_PROBLEM DETAILS_
Copy the records from the line that has "Highlight strappy high-heeled" through the line that has "[272, 357, 475, 478]", changing "gray vest" to "blue vest" and leaving everything else unchanged.

_GIVEN RECORDS_
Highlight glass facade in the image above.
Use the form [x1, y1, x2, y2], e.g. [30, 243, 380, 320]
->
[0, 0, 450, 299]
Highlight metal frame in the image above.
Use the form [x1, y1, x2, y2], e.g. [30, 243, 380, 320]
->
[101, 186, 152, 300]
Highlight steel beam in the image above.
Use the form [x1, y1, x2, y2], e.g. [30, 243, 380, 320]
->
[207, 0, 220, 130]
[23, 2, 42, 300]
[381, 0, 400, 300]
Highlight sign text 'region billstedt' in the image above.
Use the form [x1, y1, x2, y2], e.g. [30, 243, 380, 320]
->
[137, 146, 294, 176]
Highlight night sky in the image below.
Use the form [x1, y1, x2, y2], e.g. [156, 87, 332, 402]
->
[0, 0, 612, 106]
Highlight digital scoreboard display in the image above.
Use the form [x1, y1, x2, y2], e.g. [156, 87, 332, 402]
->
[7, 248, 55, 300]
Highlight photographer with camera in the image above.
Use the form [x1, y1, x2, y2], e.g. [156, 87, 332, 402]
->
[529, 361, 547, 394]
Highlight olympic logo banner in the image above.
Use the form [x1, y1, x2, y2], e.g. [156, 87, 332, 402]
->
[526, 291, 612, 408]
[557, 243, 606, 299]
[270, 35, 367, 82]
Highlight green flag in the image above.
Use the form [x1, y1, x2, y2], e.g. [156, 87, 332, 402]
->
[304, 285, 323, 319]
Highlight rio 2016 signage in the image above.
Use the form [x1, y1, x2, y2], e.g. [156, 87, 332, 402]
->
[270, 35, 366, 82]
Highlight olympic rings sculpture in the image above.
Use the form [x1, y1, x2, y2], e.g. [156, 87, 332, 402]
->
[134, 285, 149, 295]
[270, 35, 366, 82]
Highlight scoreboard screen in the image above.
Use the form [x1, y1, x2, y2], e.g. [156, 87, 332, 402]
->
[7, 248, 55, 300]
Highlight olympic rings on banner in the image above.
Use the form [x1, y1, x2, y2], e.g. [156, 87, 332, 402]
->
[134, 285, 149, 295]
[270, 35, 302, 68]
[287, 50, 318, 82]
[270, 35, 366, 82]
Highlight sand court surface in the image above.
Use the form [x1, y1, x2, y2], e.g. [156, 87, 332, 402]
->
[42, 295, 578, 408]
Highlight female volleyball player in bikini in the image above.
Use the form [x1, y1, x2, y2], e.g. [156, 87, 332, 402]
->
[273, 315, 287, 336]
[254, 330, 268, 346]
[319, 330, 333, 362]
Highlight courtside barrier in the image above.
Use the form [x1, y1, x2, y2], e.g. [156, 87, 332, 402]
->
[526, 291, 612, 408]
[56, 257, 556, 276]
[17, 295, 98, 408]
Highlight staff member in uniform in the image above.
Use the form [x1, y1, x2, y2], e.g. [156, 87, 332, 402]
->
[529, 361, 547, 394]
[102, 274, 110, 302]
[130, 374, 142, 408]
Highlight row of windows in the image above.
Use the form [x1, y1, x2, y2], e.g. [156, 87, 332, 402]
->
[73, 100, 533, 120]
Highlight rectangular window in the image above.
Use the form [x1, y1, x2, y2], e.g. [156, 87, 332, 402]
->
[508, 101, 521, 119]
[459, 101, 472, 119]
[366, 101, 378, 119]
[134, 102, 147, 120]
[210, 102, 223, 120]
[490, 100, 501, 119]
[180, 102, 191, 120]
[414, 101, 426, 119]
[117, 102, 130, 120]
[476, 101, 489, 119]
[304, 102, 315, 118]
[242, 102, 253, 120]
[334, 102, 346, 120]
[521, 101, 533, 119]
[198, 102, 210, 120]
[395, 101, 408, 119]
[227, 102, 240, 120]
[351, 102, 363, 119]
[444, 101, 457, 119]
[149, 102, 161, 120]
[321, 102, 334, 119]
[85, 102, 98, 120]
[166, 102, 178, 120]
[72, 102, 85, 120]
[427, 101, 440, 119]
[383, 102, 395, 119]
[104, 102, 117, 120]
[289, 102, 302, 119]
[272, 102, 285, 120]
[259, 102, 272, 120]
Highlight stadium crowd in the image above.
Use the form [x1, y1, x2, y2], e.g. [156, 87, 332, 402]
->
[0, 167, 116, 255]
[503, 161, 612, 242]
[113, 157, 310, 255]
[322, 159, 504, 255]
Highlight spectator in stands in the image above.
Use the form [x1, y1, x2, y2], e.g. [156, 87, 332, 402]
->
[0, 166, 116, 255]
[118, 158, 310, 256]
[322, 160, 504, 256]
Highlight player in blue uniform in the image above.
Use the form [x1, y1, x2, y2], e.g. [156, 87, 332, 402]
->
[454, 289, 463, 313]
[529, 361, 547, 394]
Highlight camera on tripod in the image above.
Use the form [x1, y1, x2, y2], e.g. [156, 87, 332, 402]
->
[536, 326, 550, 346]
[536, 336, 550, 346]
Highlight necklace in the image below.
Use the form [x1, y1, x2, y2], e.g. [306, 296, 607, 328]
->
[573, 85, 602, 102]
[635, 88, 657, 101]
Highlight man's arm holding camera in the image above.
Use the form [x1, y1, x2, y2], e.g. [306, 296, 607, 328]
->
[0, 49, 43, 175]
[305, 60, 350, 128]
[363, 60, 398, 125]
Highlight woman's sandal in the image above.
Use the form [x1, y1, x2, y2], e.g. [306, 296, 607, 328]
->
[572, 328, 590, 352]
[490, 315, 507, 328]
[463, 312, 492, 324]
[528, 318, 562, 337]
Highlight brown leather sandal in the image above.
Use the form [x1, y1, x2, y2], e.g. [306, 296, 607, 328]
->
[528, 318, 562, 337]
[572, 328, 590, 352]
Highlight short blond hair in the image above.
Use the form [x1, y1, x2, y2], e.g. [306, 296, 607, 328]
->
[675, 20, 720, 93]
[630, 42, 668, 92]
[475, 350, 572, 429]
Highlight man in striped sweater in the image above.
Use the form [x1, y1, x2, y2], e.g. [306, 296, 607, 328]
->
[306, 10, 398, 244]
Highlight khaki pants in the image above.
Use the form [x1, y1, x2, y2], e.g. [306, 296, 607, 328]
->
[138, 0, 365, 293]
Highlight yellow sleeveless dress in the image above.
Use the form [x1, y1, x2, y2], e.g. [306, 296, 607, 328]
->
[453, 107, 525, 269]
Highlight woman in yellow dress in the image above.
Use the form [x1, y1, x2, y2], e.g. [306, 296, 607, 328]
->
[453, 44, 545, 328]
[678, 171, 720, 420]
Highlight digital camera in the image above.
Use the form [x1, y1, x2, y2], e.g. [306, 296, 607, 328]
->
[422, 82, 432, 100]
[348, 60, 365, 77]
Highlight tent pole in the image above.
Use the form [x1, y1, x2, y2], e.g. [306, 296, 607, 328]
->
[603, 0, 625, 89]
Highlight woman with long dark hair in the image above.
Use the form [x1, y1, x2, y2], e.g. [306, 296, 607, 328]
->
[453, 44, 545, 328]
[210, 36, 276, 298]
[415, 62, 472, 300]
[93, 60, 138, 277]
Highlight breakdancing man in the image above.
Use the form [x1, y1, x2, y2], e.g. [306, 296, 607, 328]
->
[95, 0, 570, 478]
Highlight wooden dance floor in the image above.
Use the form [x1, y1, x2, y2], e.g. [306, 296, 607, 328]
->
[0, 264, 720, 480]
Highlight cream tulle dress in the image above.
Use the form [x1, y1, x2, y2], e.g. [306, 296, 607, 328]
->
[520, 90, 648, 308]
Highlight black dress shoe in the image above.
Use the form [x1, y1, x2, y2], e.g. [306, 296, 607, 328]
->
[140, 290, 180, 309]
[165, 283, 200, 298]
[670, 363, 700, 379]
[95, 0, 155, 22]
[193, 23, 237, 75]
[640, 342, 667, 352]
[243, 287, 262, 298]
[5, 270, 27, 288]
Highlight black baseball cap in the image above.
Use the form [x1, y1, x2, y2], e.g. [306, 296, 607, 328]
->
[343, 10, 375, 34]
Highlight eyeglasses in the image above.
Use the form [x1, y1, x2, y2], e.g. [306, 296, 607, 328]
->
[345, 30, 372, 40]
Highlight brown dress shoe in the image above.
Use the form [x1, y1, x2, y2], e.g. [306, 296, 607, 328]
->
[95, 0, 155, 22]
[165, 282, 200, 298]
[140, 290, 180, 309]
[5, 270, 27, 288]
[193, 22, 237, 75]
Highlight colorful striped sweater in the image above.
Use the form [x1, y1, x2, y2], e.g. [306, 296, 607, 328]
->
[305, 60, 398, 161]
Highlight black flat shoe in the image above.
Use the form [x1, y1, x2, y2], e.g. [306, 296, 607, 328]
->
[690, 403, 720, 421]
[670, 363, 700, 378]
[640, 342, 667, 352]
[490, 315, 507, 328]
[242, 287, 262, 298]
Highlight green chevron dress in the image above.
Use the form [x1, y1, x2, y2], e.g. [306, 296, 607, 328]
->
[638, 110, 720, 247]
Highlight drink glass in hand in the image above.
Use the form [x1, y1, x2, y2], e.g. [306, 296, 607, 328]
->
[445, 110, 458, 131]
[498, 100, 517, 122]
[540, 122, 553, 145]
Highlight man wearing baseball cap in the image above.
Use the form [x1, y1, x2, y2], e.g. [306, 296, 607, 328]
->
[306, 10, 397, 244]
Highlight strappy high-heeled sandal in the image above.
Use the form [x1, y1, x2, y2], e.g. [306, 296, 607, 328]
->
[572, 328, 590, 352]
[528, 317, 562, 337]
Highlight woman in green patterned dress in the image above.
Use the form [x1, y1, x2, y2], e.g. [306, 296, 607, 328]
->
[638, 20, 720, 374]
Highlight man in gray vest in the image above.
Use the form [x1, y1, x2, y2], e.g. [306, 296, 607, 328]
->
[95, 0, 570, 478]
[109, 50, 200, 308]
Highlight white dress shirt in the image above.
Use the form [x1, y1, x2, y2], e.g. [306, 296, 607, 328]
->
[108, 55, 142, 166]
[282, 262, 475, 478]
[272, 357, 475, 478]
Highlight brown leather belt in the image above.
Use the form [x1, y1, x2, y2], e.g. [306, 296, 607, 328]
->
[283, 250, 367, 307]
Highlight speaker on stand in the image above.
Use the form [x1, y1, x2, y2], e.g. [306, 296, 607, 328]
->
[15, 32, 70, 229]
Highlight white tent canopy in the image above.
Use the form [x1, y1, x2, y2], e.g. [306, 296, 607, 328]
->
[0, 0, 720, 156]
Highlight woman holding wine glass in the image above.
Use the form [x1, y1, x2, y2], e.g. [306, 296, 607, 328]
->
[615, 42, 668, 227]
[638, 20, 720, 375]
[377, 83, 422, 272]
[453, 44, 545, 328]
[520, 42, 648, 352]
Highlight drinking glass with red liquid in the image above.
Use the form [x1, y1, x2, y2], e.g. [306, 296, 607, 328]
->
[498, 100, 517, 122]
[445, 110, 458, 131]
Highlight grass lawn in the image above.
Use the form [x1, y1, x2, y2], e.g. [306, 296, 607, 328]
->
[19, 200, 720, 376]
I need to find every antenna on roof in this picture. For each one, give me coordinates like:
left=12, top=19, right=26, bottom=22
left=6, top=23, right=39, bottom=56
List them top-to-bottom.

_CORRECT RESULT_
Highlight strappy high-heeled sandal in the image above.
Use the form [x1, y1, x2, y2], e.g. [306, 296, 607, 328]
->
[572, 328, 590, 352]
[528, 317, 562, 337]
Highlight woman in green patterned dress in the image above.
Use the form [x1, y1, x2, y2], e.g. [306, 296, 607, 328]
->
[638, 20, 720, 374]
Highlight man in blue vest in the image above.
Use the form [x1, y1, x2, y2], e.g. [306, 296, 607, 328]
->
[95, 0, 570, 478]
[109, 50, 200, 308]
Highlight white dress shirt in the image above.
Use the form [x1, y1, x2, y2], e.g. [306, 296, 607, 328]
->
[108, 55, 142, 166]
[282, 262, 475, 478]
[272, 357, 475, 478]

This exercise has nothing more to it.